*** Opening Selected passage ***

The Prime Minister believes that existing policies are "not working as well as they should" and have led to a "growing public fear of the mentally ill".

And while the policy of closing the old Victorian asylums is "clearly right" the hospital closure programme "may have gone too far", Downing Street says, with too few replacement places available in 24-hour staffed accommodation to care for those who could be a risk to themselves or others.

The Prime Minister's concern was expressed in a letter from 10 Downing Street to Stephen Dorrell, the Secretary of State for Health earlier this year. It appears to have followed a number of high profile murders by former psychiatric patients. They included the case of Wayne Hutchinson who killed two people and injured three in a six-day period, and that of Martin Mursell who murdered his stepfather and almost killed his mother in a frenzied knife attack.

It also reflects reports from the Royal College of Psychiatrists that bed occupancy rates are running at more than 100 per cent, with the beds of patients out on leave immediately filled by others. This forces premature release into the community.

The letter has produced a review of the way mental illness is funded across the health and social services divide. But it may also strengthen Mr Dorrell's hand in this year's public spending round. In February, the health secretary announced a programme to provide 5,000 places for the "new" long-stay mentally ill by providing, in effect, new small-scale asylums in 24-hour nursed accommodation. He did, however, provide little extra cash to fund or run the 400-plus homes needed.

Mr Major, however, has made clear his belief that some patients "want and require" a higher level of care and of "genuine asylum" than the community can easily provide - but there appears to be a shortage of the necessary 24-hour supervised accommodation.

The letter identifies "poor coordination" between health and social services as a key barrier to delivering good quality services and says the Prime Minister "is attracted to the idea of creating separate mental health authorities who would control all mental health spending".

The Department of Health yesterday confirmed that a report on "removing obstacles" that prevented health and social services working together has been commissioned and is due to go to Mr Dorrell at the end of this month. A spokesman was reluctant to confirm that it included the option of creating new mental health authorities but psychiatrists and managers whom the department's review team consulted have confirmed that the idea is under consideration.

*** Closing Selected passage ***

[Problem requirements]:
Please proceed with the article on the Prime Minister's mental health letter, beginning after its final sentence.

*** Opening Data shown ***

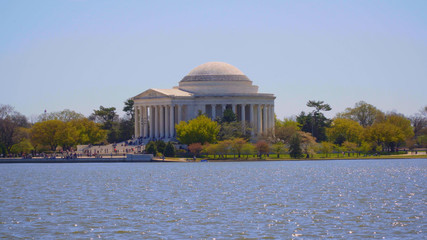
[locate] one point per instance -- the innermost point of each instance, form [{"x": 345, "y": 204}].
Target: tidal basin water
[{"x": 232, "y": 200}]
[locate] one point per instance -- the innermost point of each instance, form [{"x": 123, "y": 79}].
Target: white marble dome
[{"x": 217, "y": 78}]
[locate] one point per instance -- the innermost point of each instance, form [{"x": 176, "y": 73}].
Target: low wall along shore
[{"x": 128, "y": 158}]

*** Closing Data shown ***

[Response for this exercise]:
John Bowis, the Health Minister, has visited Kirklees where the health and local authority social services have already created a separate fund run by a joint management board to buy "seamless" care for the mentally ill - an approach Mr Bowis has been commending to others. Philip Cotterill, Kirklees's chief social services officer, said he was personally against creating a new authority but that it was clear the idea was under consideration as one of "a whole range of options".

Dame Fiona Caldicott, immediate past president of the Royal College of Psychiatrists, said there was a good case for the move. Although Mr Dorrell has given mental health high priority since he took over, she said, its share of NHS expenditure had declined in recent years. A separate authority would help ensure that funds for the mentally ill were not diverted into more glamorous NHS causes "as has happened often over the years". And, while joint working with social services had worked well in some places, it depended on local councillors' seeing mental illness as a high priority.

In Northern Ireland, health and social services have long been run as one body. Making the change in England, however, would involve taking cash not just from the NHS but from local government which would be likely to resist the idea.

Dame Fiona welcomed Mr Dorrell's plans for new asylum-style homes. But she warned that "in many places it is going to need additional money if it is going to happen". The department's own study of the idea warned "it is hard to avoid the conclusion that an element of pump priming will greatly facilitate the transition". The department puts the cost of homes between pounds 275m and pounds 400m to build, with running costs of more than pounds 175m a year.